• _Action item_: Please continue the article on autism and the Perromat family, picking up after its last sentence.

• _Extract_:

((

The U.S. Centers for Disease Control and Prevention recently reported that one in 88 children in the United States has been diagnosed with autism, a developmental brain disorder that the CDC also reports is five times more common in boys than girls. Research shows that intensive behavioral therapy can help autistic children make significant improvements if they are treated early. New approaches are being used to diagnose and treat this still-mysterious disorder.
The Perromat family has three beautiful boys: Lucas, Philip and Thomas. Philip is the middle child. By the time he was a toddler, Kim and Carlos Perromat had already suspected that Philip's failure to make eye contact and his unwillingness to speak were caused by more than just slow development. So they were not really surprised when he was diagnosed with autism.
Carlos says he tried to learn everything he could about the disorder. He believes he wasted a lot of valuable time trying to find the right treatment program for his child.
"It's not a question of lack of information. It's a question of too much. It's impossible to sift through," he said.
Kim and Carlos have been taught to use applied behavior techniques to help Philip identify what he wants.
At first, it was just one word, and even though Philip knew the word for the toy he wanted, he wouldn't say it until he realized it was the only way his parents would give it to him.
The genetic link to autism may be prevalent in more than one male member of the Perromat family. Carlos believes that he and his father, and now perhaps his oldest son Lucas, also have signs of a high-functioning type of autism called Asperger's Syndrome. The youngest boy, Thomas, has shown no symptoms.
Katie Divelbiss of the Center for Autism and Related Disorders says parents should find a way to communicate with their autistic child as soon as possible.

))

• _Extracted entries_:

((

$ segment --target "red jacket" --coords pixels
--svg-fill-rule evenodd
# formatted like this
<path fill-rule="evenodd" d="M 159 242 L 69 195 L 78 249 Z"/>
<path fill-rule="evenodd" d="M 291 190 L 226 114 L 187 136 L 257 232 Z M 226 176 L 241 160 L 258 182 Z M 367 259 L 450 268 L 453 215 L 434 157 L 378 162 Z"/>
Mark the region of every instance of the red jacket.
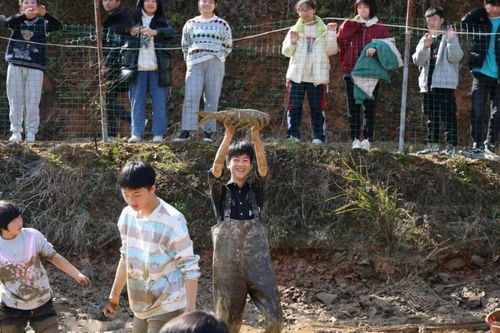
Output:
<path fill-rule="evenodd" d="M 391 34 L 387 28 L 379 23 L 370 27 L 354 20 L 345 20 L 337 33 L 339 57 L 344 73 L 352 72 L 359 54 L 366 44 L 373 39 L 389 38 Z"/>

))

• _Answer box_:
“Teach them how to communicate," said Divelbiss. "That could be using pictures, that could be teaching them how to use hand signs, that could be a one word or a 'ugh' - one utterance."
For decades, autism was categorized incorrectly as a form of childhood schizophrenia, and in recent years as a diverse spectrum of developmental brain disorders. Doctor Susan Hyman of the American Academy of Pediatrics says the definitions of autism are changing because the difference between disorders on that spectrum can be hard to distinguish.
"It's better to think of it as a single spectrum or a singular category with different degrees of intensity and different other factors that impact how significant the diagnosis is," said Hyman.
Professor Roy Richard Grinker is a recognized authority on autism whose own daughter was diagnosed with the disorder in 1994. Back then, Grinker says, there was little awareness or understanding of autism in the United States. That has changed, he says.
"I don't know that the treatments for autism today are that much different than the treatments for autism back in 1994 or 1995, except for this: Society understands autism. Society gets it. Autism is no longer invisible," said Grinker.
The National Institute of Mental Health, which is part of the National Institutes of Health, has a complete guide for parents who want to know more about autism, A Parent’s Guide to Autism Spectrum Disorder.